TASKS AND EXERCISES →
1) Name the organizations whose industry experts, according to the excerpt on the fall of the pound sterling, share their opinion on the subject.
2) Write out the passage of the excerpt on the fall of the pound sterling that begins at the words "Did this result" and stops after "last two weeks’.".

PROVIDED TEXT →
Did this result in panic-buying of the pound sterling across the GCC region? What consequences did it entail on the remittances industry? On the economy in general? These questions are answered as industry experts from The Foreign Exchange & Remittance Group, UAE Exchange and Xpress Money share their opinion on the subject matter.

Commenting on the impact of the Pound Sterling’s fall on the British economy, Mr. Rajiv Raipancholia, The Foreign Exchange and Remittance Group Secretary, said: ‘As the Pound continues to depreciate, individuals are looking for an opportunity to invest in the U.K. property market. Travel to U.K. for a holiday has become more favourable due to a weaker pound. The number of transactions for pounds’ remittances have increased but what is more important is that we have seen the amounts (volumes) grow by 15% to 20% in the last two weeks’.

Exchange houses across the GCC have witnessed a remarkable pick up in business, with many requests for transfers to the United Kingdom during the past week.

Dataset entries →
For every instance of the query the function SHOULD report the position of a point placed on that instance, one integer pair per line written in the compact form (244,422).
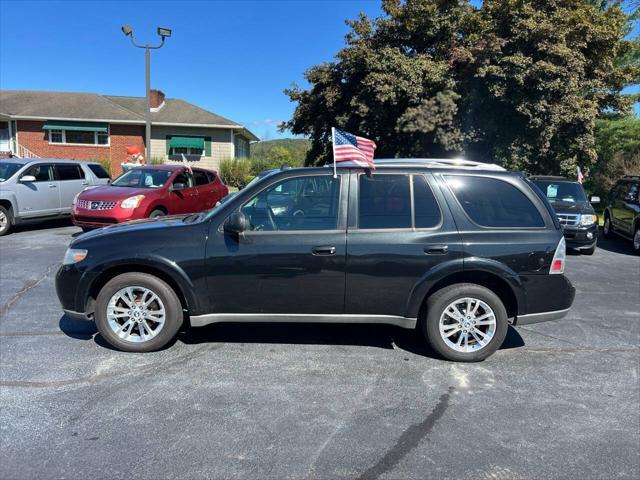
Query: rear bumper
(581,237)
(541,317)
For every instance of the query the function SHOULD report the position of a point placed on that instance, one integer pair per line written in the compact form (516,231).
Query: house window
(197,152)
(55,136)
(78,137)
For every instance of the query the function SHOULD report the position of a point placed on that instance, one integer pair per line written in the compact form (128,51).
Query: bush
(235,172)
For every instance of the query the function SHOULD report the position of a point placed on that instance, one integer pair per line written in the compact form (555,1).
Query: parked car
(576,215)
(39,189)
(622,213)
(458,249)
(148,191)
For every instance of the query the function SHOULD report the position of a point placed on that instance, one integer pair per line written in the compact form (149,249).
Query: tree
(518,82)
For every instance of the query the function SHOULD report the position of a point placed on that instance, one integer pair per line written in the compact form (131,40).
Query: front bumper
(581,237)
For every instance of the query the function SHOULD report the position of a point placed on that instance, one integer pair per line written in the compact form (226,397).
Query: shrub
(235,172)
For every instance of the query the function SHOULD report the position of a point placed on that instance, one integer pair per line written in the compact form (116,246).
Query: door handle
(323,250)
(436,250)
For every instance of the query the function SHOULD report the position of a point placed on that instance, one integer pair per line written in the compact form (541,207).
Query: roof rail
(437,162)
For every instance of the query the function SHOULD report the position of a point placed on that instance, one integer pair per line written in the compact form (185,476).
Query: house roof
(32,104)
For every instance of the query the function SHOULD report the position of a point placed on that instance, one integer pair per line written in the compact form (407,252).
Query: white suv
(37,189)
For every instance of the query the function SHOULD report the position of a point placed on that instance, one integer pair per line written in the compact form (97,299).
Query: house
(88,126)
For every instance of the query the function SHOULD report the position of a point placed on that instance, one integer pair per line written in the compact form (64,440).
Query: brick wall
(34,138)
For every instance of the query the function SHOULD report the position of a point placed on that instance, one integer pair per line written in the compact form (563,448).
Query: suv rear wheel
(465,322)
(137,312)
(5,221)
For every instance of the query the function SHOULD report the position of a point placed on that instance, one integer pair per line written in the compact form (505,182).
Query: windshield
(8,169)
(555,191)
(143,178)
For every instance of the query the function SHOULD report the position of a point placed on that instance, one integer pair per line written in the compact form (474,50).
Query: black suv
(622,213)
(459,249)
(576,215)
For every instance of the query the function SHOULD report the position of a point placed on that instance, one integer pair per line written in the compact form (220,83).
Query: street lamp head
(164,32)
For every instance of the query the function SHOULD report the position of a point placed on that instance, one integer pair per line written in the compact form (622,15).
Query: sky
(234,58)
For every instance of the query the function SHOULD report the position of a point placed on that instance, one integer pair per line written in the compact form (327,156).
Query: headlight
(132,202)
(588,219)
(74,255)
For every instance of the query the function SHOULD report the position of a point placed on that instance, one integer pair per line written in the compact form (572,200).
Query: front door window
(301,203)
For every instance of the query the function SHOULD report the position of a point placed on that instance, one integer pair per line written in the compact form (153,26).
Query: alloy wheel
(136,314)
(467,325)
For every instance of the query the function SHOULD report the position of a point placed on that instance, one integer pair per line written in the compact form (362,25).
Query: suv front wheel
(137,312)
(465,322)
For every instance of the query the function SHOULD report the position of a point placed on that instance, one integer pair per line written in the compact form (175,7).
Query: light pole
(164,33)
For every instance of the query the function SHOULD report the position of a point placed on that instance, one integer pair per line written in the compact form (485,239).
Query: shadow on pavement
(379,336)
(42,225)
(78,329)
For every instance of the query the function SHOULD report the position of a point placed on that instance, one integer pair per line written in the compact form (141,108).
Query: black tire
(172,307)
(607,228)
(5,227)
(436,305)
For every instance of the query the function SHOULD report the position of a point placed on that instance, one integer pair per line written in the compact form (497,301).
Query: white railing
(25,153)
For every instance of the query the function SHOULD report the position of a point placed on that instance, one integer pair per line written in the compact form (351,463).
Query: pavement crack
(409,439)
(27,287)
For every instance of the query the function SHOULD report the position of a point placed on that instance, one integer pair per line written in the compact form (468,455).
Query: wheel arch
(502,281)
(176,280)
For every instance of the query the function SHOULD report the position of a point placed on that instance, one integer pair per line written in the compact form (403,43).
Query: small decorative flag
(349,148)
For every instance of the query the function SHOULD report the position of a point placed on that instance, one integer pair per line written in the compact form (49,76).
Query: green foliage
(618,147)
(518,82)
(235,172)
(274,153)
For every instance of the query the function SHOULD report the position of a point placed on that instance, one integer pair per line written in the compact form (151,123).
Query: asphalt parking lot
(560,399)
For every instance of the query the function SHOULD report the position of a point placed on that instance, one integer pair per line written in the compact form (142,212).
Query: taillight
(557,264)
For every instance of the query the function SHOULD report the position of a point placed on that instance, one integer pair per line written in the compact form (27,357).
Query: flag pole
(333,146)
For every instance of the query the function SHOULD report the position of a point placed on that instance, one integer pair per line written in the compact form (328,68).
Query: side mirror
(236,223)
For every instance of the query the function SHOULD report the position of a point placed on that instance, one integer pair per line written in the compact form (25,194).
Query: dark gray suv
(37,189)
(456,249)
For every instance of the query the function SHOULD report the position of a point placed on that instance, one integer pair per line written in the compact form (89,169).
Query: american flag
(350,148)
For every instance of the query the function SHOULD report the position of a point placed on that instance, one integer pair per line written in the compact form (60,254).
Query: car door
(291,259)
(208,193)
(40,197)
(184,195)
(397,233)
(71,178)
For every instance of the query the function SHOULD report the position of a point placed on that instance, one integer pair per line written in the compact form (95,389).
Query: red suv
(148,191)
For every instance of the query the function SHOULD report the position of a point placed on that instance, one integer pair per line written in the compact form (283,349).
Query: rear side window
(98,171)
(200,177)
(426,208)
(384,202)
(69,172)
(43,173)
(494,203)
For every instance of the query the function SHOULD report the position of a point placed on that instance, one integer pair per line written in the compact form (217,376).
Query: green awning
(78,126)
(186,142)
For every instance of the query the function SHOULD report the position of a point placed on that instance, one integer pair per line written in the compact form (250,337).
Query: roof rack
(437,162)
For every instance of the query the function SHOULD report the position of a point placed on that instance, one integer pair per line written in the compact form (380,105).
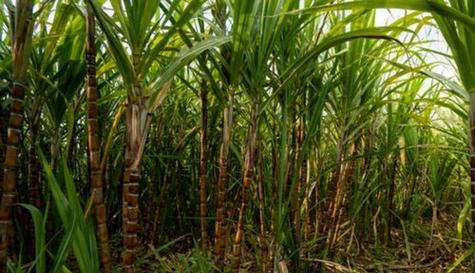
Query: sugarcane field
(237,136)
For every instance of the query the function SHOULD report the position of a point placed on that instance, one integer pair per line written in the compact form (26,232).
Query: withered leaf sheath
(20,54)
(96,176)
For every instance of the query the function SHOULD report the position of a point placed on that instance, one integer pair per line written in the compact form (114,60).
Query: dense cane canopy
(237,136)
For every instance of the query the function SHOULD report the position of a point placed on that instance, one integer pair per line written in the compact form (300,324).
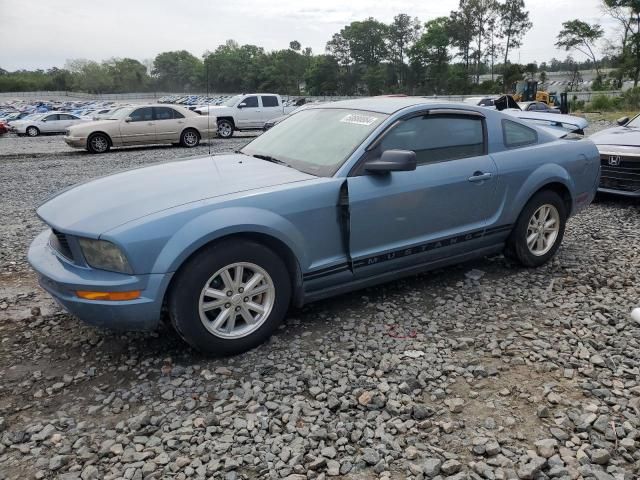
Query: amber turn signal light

SET OF ANSWERS →
1)
The Foreign Exchange & Remittance Group
UAE Exchange
Xpress Money

2)
Did this result in panic-buying of the pound sterling across the GCC region? What consequences did it entail on the remittances industry? On the economy in general? These questions are answered as industry experts from The Foreign Exchange & Remittance Group, UAE Exchange and Xpress Money share their opinion on the subject matter.

Commenting on the impact of the Pound Sterling’s fall on the British economy, Mr. Rajiv Raipancholia, The Foreign Exchange and Remittance Group Secretary, said: ‘As the Pound continues to depreciate, individuals are looking for an opportunity to invest in the U.K. property market. Travel to U.K. for a holiday has become more favourable due to a weaker pound. The number of transactions for pounds’ remittances have increased but what is more important is that we have seen the amounts (volumes) grow by 15% to 20% in the last two weeks’.